* [Stored data]
────────────────────
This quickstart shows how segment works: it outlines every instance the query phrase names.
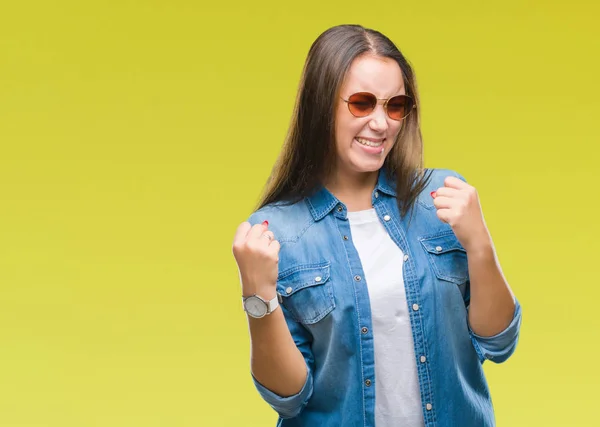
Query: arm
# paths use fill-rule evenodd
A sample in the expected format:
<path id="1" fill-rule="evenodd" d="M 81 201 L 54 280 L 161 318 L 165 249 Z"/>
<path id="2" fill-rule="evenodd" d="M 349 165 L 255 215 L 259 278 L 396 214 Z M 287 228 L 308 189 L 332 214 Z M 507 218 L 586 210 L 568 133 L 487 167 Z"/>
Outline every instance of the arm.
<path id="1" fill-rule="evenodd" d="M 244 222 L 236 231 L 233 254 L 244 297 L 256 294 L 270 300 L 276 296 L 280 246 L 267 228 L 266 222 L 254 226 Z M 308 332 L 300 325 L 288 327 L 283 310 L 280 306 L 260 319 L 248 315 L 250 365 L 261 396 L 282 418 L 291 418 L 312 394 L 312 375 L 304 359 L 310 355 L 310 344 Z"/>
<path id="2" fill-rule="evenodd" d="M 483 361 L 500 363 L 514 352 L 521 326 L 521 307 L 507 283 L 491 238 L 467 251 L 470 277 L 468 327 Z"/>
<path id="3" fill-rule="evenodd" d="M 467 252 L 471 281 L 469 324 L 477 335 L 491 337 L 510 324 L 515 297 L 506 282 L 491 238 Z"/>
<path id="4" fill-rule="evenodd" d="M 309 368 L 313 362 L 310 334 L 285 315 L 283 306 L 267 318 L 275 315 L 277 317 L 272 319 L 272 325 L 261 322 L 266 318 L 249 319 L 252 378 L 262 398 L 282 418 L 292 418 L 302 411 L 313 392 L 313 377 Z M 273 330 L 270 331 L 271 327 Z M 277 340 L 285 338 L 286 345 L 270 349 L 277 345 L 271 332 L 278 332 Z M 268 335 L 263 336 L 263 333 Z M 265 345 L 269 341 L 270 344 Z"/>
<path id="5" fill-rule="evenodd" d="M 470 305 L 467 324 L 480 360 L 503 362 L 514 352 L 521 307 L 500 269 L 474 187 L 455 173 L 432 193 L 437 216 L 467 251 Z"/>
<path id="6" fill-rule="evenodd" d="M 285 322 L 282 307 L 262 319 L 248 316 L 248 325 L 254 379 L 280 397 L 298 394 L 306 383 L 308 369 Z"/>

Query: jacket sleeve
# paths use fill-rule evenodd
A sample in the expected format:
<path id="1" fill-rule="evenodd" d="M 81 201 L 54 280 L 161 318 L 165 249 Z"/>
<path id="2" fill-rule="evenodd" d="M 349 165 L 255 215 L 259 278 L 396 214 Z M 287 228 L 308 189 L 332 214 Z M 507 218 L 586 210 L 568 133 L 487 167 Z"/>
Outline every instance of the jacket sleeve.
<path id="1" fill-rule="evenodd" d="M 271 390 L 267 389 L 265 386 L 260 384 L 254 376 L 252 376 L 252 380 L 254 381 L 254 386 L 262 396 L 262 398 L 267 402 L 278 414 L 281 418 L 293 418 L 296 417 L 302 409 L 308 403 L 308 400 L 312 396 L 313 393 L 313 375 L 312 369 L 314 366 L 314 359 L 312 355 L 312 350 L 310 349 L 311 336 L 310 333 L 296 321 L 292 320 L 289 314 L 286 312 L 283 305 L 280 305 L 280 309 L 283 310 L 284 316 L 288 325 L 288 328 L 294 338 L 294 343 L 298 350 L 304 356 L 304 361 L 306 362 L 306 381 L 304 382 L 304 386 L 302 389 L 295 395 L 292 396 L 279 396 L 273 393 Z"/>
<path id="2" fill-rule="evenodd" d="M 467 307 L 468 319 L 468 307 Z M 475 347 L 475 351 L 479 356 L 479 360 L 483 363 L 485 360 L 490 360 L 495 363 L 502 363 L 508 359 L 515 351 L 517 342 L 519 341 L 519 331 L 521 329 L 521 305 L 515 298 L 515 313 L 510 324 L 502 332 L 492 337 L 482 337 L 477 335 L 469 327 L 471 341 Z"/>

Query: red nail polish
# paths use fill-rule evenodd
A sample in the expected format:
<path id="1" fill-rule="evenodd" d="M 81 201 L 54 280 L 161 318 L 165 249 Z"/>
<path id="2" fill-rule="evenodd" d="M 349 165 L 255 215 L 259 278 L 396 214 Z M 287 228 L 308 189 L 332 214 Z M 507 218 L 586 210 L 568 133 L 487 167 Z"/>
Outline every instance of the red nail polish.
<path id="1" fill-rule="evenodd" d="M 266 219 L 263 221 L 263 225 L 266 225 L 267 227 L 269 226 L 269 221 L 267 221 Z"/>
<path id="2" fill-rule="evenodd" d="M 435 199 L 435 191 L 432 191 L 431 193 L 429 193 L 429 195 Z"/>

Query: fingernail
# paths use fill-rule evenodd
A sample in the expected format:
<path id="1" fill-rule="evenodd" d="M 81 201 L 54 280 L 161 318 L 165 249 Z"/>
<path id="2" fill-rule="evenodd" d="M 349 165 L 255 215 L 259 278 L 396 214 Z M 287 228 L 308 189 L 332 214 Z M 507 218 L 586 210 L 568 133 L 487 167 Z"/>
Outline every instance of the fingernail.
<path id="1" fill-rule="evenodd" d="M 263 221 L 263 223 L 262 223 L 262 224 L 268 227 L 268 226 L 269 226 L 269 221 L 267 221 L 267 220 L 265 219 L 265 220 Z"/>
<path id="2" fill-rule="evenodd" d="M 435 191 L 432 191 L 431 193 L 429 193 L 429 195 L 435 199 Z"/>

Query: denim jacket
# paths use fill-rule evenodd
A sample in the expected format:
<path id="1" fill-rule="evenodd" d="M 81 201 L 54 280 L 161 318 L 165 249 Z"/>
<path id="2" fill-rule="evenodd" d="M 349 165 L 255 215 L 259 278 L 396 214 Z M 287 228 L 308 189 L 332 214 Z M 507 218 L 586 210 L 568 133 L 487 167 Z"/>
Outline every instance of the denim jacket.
────────────────────
* [Task details] Print the entries above word for word, without pictures.

* [Finished task]
This quickstart shows how segment works: it outlines every instance the query phrase names.
Query: arm
# paths use fill-rule evenodd
A sample in the expected format:
<path id="1" fill-rule="evenodd" d="M 81 201 L 54 280 L 161 318 L 165 249 Z"/>
<path id="2" fill-rule="evenodd" d="M 349 165 L 255 215 L 259 278 L 396 214 Z M 287 228 L 308 189 L 332 214 Z M 507 218 L 586 210 L 568 133 L 487 167 Z"/>
Outline every instance of the arm.
<path id="1" fill-rule="evenodd" d="M 244 222 L 236 231 L 233 254 L 244 297 L 256 294 L 270 300 L 276 296 L 280 246 L 267 228 L 266 222 L 254 226 Z M 308 332 L 300 325 L 288 327 L 283 310 L 280 306 L 260 319 L 248 315 L 250 365 L 261 396 L 282 418 L 291 418 L 312 394 L 312 375 L 304 359 L 310 355 L 310 344 Z"/>
<path id="2" fill-rule="evenodd" d="M 483 361 L 500 363 L 514 352 L 521 326 L 521 307 L 507 283 L 491 238 L 467 251 L 470 277 L 468 327 Z"/>
<path id="3" fill-rule="evenodd" d="M 467 252 L 471 281 L 469 324 L 477 335 L 491 337 L 510 324 L 515 297 L 506 282 L 491 238 Z"/>
<path id="4" fill-rule="evenodd" d="M 309 368 L 313 362 L 310 334 L 285 315 L 283 306 L 267 318 L 275 315 L 277 317 L 272 319 L 272 325 L 261 322 L 266 318 L 249 319 L 252 378 L 262 398 L 282 418 L 292 418 L 302 411 L 313 392 L 313 377 Z M 273 330 L 270 331 L 271 327 Z M 277 340 L 285 338 L 286 345 L 270 349 L 277 345 L 271 332 L 278 332 Z M 268 335 L 263 336 L 263 333 Z M 265 345 L 269 341 L 270 344 Z"/>
<path id="5" fill-rule="evenodd" d="M 470 305 L 467 324 L 480 360 L 503 362 L 514 352 L 521 307 L 500 269 L 474 187 L 455 173 L 432 193 L 437 216 L 467 251 Z"/>
<path id="6" fill-rule="evenodd" d="M 285 322 L 282 307 L 262 319 L 248 316 L 248 325 L 254 379 L 280 397 L 298 394 L 306 383 L 308 369 Z"/>

Query: jacket sleeve
# paths use fill-rule evenodd
A sample in the expected format:
<path id="1" fill-rule="evenodd" d="M 81 201 L 54 280 L 161 318 L 165 249 Z"/>
<path id="2" fill-rule="evenodd" d="M 349 165 L 255 215 L 259 278 L 396 214 Z M 287 228 L 308 189 L 332 214 Z M 507 218 L 586 210 L 568 133 L 487 167 Z"/>
Outline every instance of the jacket sleeve.
<path id="1" fill-rule="evenodd" d="M 271 390 L 267 389 L 265 386 L 260 384 L 254 376 L 252 376 L 252 380 L 254 381 L 254 386 L 262 396 L 262 398 L 267 402 L 278 414 L 281 418 L 293 418 L 296 417 L 302 409 L 308 403 L 308 400 L 312 396 L 313 393 L 313 375 L 312 369 L 314 366 L 314 359 L 312 355 L 312 350 L 310 349 L 311 336 L 310 333 L 296 321 L 292 320 L 289 314 L 286 312 L 283 305 L 280 305 L 280 309 L 283 310 L 284 316 L 288 325 L 288 328 L 294 338 L 294 343 L 298 350 L 304 356 L 304 361 L 306 362 L 306 381 L 304 382 L 304 386 L 302 389 L 295 395 L 292 396 L 279 396 L 273 393 Z"/>
<path id="2" fill-rule="evenodd" d="M 467 307 L 468 319 L 468 307 Z M 475 347 L 475 351 L 479 356 L 479 360 L 483 363 L 485 360 L 490 360 L 495 363 L 502 363 L 508 359 L 515 351 L 517 342 L 519 341 L 519 331 L 521 329 L 521 305 L 515 298 L 515 313 L 510 324 L 502 332 L 492 337 L 482 337 L 477 335 L 469 327 L 471 341 Z"/>

Query: red nail polish
# paths use fill-rule evenodd
A sample in the expected format:
<path id="1" fill-rule="evenodd" d="M 81 201 L 54 280 L 161 318 L 165 249 Z"/>
<path id="2" fill-rule="evenodd" d="M 349 165 L 255 215 L 259 278 L 396 214 Z M 287 228 L 308 189 L 332 214 Z M 507 218 L 586 210 L 568 133 L 487 167 Z"/>
Outline every instance of the red nail polish.
<path id="1" fill-rule="evenodd" d="M 266 219 L 263 221 L 263 225 L 266 225 L 267 227 L 269 226 L 269 221 L 267 221 Z"/>
<path id="2" fill-rule="evenodd" d="M 435 199 L 435 191 L 432 191 L 431 193 L 429 193 L 429 195 Z"/>

Query: fingernail
# paths use fill-rule evenodd
A sample in the expected format:
<path id="1" fill-rule="evenodd" d="M 81 201 L 54 280 L 161 318 L 165 249 Z"/>
<path id="2" fill-rule="evenodd" d="M 349 165 L 255 215 L 259 278 L 396 214 Z M 287 228 L 308 189 L 332 214 Z M 507 218 L 586 210 L 568 133 L 487 167 Z"/>
Outline every instance of the fingernail.
<path id="1" fill-rule="evenodd" d="M 263 221 L 263 223 L 262 223 L 262 224 L 268 227 L 268 226 L 269 226 L 269 221 L 267 221 L 267 220 L 265 219 L 265 220 Z"/>
<path id="2" fill-rule="evenodd" d="M 435 191 L 432 191 L 431 193 L 429 193 L 429 195 L 435 199 Z"/>

Query: denim jacket
# paths use fill-rule evenodd
A sample in the expected format:
<path id="1" fill-rule="evenodd" d="M 81 201 L 54 280 L 161 318 L 165 249 Z"/>
<path id="2" fill-rule="evenodd" d="M 349 165 L 255 215 L 259 278 L 396 214 Z M 287 228 L 308 189 L 332 214 Z M 507 218 L 586 210 L 568 133 L 487 167 Z"/>
Outline every instance of the denim jacket.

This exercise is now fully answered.